Professor Contributes to Science and Health through Data

December 17, 2014

A section of tissue on a glass slide holds biological matter. It also contains something else that matters to Associate Professor Olga Vitek: data, up to five gigabytes on a single slide.

Trained in statistics, the new Northeastern University faculty member with a joint appointment in the College of Computer and Information Science (CCIS) and the College of Science focuses on computational biology and statistical bioinformatics. Her wide-ranging research areas include mass spectrometry, particularly proteomics, or the analysis of structure and function of proteins. She is also interested in integrating and interpreting other large-scale genomic, metabolomics, and ionomic datasets to study complex biological systems. Vitek’s research has earned her a National Science Foundation CAREER Award and recognition as a University Faculty Scholar at Purdue University, where she led the Laboratory for Statistical Proteomics and Biostatistics before coming to Northeastern.

Vitek develops statistical methods and algorithms to optimize the design of experiments and to ensure the large-scale and complex datasets that result from these experiments can be interpreted in an accurate, objective, and reproducible manner.

**Work instruction:** Please write out the part of the article on Olga Vitek from "A section of" to "a single slide.", word for word.

**Entries supplied:**
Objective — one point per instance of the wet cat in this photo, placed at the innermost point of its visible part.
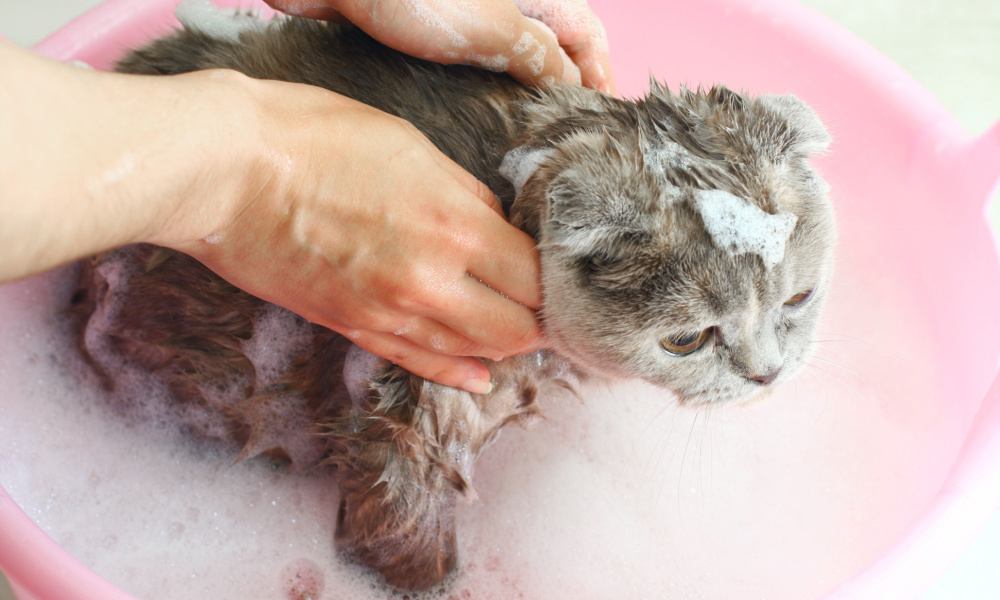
(684, 239)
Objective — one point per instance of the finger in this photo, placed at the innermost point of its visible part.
(307, 8)
(537, 56)
(467, 180)
(590, 52)
(506, 259)
(431, 335)
(482, 315)
(464, 373)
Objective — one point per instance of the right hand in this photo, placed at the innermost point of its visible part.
(354, 220)
(533, 40)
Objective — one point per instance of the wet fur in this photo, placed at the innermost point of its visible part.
(619, 263)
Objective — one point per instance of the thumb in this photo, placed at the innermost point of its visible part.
(537, 57)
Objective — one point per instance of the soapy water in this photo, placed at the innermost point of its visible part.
(621, 494)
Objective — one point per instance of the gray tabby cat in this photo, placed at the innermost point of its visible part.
(684, 238)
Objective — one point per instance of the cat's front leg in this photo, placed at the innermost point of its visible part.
(398, 484)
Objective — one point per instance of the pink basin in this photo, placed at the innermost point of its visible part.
(909, 189)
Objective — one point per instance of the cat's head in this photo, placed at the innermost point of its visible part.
(685, 239)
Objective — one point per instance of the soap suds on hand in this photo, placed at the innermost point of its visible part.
(741, 227)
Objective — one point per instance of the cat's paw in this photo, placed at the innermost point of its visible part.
(411, 542)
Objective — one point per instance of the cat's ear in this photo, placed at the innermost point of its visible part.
(588, 223)
(808, 135)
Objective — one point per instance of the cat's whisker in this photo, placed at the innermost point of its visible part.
(649, 468)
(680, 471)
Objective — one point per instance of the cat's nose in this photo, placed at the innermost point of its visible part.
(765, 379)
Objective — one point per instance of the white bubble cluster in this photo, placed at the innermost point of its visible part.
(740, 227)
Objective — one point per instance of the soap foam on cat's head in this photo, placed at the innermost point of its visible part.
(740, 227)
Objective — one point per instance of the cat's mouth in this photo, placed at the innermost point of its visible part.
(744, 396)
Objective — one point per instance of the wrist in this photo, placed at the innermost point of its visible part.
(218, 163)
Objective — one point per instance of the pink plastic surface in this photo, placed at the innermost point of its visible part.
(901, 168)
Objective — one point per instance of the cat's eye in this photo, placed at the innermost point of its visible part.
(686, 343)
(799, 299)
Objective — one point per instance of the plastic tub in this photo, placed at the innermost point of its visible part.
(910, 191)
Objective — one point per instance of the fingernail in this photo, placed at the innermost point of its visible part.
(478, 386)
(571, 73)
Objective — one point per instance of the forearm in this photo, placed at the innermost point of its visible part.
(90, 161)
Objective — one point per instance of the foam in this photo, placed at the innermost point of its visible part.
(278, 336)
(567, 17)
(667, 154)
(360, 367)
(740, 227)
(428, 14)
(620, 495)
(520, 164)
(226, 24)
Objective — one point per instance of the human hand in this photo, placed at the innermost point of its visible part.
(355, 221)
(535, 41)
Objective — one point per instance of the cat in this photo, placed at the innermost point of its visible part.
(684, 238)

**Output of the exercise:**
A section of tissue on a glass slide holds biological matter. It also contains something else that matters to Associate Professor Olga Vitek: data, up to five gigabytes on a single slide.